[TEXT SECTION — start]

The bravest of ways

I can’t close the vent in my bedroom the entire way. Each vent blade twists shut individually, but the last blade is too close to the metal frame for me to get my fingers in. Air-conditioned air blows into my bedroom. I sit in the cold will of my roommates.

The heat of July and August can warrant air conditioning. When the air is too humid to breathe, and is sits on your skin, crawling and salty, then I make exceptions. But the people I live with are uncomfortable when the air temperature goes above 65 degrees. The windows are left shut and we sit inside a hermetically-sealed apartment.

The April wind blows uninterrupted outside, stupid and placid over the dirty ground and the hard trees. The broken Earth leans toward our burden, the cancerous sun. Out there, heat and ultra-violet light are nature’s flaws, the things we must avoid.

Ban the sun. Ban anything that might harm. Ban smoking and hamburgers—ban pitchers who throw over 45 mph. Know what? ban humanity. Ban life. Ban God. Let’s move beyond existence. Let’s be safe—let’s buy into exactly the paranoid ultra-conservative bullshit ultra-liberals think is the answer to everything. Ban hypocrisy. Ban love.

This all started a couple nights ago when I walked through the cold, watching my breath steam out in front of me into the dark, into the streetlight of Westmoreland’s parking lot.

I shivered off the cold in the elevator and walked into my refrigerated apartment. The thermostat was set at 58 degrees.

My politically-progressive roommate said he wanted a breeze.

I tear up when I hear great speeches about change. I want change. I want an America that isn’t so American. I want an America that respects limitations. I want an America that makes sense.

I don’t know what to call myself—but I hope someone finds a name for people like me. I’m a conservative who is sick of liberals—I am a liberal who is disgusted with conservatives.

People like me believe in secularism and we believe in Jesus, but we believe he taught tolerance. Not just tolerance, but love, and love of everyone, whites, blacks, Jews and gays. The Jesus I love loves fags. The Jesus I love knew giving everything is refusing to be anyone. The Jesus I love is no one at all because he could love in the bravest of ways, without fear.

And this is where I’m a hypocrite. I’m afraid. I’m afraid of air conditioning.

This fear wouldn’t be alarming; I could be ok with it, if I didn’t believe, if I didn’t know that air conditioning was a kind of abandonment of the uncomfortable things that are inherently human. I wouldn’t be worried if I couldn’t see where this trend headed. I wouldn’t be concerned if it didn’t seem so harmless. It’s just air conditioning—get over yourself, I could think.

Air conditioning helps the elderly, those in hospitals, I know. Shut-up already, I sometimes think. Thankfully, I’m reasonable: I would never turn off the air conditioning off on and 85-year-old on the 42nd story of his apartment building.

I would turn it off on the 20-year-old on the third floor who wants “a breeze.”

I might sound like a crazy man—it doesn’t seem to make any sense that I connect air conditioning to the fall of western society. But what I do not believe in is decadence, and more importantly: decadence disguised as progress. I love many of my own limitations too much to ever feel I might overcome them.

And so I will be a regretful hypocrite. That night I came out of the cold and into the air conditioning, I hated my roommates. I wanted them to stop existing. I wanted them and the shopping malls and car dealerships to disappear into the universe of things that can never last.

But that’s not who they are. They are human beings who aren’t just more important than me, but who must be more important than me. I can only hope to be as meaningless as the dirt. That’s the only way I could ever stand myself.

[TEXT SECTION — finish]

• _PROMPT A_:
Answer these questions from the essay on air conditioning:
(i) Above what air temperature are the writer's housemates uncomfortable?
(ii) What was the thermostat set at when the writer came into the apartment?
(iii) What did the politically-progressive roommate say he wanted?
• _PROMPT B_:
Transcribe everything in the essay on air conditioning from "And so I will" down to "could ever stand myself.".

[RECORDED DATA — start]

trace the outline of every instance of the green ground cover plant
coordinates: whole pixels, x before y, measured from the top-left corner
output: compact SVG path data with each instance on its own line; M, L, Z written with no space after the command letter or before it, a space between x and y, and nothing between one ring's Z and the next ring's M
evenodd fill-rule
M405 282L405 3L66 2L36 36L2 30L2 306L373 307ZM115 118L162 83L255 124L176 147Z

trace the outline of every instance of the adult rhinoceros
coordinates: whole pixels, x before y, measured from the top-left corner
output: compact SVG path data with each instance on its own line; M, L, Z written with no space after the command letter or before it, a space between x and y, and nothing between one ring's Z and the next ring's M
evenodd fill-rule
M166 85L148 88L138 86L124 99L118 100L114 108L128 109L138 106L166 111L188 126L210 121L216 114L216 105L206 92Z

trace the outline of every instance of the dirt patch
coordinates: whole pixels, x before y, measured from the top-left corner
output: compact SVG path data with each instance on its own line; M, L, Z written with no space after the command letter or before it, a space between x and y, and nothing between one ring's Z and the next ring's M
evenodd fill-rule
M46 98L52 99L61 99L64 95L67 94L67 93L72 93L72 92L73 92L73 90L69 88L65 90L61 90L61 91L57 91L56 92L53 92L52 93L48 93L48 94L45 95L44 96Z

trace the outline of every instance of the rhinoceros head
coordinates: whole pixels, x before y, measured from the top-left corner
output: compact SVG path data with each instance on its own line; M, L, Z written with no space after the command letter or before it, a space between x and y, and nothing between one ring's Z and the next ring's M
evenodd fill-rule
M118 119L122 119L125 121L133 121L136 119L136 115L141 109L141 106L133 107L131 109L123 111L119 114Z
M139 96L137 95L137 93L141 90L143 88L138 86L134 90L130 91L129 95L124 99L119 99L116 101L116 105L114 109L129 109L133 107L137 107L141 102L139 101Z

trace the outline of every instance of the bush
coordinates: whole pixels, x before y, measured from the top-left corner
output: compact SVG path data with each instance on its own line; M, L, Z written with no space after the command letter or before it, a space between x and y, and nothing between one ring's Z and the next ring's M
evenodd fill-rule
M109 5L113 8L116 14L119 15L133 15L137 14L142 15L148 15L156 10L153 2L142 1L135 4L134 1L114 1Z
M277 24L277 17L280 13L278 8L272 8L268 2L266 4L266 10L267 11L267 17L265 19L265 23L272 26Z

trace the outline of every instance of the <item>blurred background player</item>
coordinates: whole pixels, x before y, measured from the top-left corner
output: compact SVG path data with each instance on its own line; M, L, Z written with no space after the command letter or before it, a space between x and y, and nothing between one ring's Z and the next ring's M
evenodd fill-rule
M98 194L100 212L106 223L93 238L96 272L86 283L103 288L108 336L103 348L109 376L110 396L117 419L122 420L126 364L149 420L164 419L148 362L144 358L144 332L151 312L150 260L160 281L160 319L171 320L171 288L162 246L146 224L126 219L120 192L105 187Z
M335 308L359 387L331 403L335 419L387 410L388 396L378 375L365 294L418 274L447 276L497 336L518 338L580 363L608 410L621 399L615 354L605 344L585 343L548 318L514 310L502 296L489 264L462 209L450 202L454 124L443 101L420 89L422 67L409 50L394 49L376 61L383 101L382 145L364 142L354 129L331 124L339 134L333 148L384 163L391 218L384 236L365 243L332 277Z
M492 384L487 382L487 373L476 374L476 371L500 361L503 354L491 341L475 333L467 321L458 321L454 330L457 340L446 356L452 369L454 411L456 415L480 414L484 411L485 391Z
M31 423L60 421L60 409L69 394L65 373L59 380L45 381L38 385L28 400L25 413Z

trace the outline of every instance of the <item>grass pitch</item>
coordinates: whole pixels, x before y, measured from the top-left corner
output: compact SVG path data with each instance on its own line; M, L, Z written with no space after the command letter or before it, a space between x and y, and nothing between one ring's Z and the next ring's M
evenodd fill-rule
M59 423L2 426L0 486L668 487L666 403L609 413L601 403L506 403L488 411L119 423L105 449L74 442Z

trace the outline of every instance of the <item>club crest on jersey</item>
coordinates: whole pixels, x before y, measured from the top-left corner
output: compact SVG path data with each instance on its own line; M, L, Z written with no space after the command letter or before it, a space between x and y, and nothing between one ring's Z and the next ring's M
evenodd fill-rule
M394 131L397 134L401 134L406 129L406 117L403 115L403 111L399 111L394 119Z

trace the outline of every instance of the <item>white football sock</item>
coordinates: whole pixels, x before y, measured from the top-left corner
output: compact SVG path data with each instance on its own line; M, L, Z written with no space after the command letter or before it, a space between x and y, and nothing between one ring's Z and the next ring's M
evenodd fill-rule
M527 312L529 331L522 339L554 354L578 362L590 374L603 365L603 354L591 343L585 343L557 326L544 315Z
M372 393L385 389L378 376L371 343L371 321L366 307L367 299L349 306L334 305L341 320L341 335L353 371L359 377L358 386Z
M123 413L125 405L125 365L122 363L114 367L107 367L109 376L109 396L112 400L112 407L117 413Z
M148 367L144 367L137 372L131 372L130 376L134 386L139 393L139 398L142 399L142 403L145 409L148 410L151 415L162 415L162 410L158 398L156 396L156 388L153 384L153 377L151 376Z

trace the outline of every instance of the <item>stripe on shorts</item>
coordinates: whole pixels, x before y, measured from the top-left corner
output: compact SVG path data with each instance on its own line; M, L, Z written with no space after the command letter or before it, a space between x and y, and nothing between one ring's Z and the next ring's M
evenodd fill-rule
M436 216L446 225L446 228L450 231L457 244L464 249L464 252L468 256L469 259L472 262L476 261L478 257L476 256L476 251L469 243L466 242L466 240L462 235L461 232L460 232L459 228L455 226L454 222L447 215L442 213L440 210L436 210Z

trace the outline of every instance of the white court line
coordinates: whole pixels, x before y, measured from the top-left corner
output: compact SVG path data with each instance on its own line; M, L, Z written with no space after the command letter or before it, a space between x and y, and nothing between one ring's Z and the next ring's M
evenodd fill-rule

[RECORDED DATA — finish]

• _YOUR RESPONSE A_:
(i) 65 degrees
(ii) 58 degrees
(iii) A breeze

• _YOUR RESPONSE B_:
And so I will be a regretful hypocrite. That night I came out of the cold and into the air conditioning, I hated my roommates. I wanted them to stop existing. I wanted them and the shopping malls and car dealerships to disappear into the universe of things that can never last.

But that’s not who they are. They are human beings who aren’t just more important than me, but who must be more important than me. I can only hope to be as meaningless as the dirt. That’s the only way I could ever stand myself.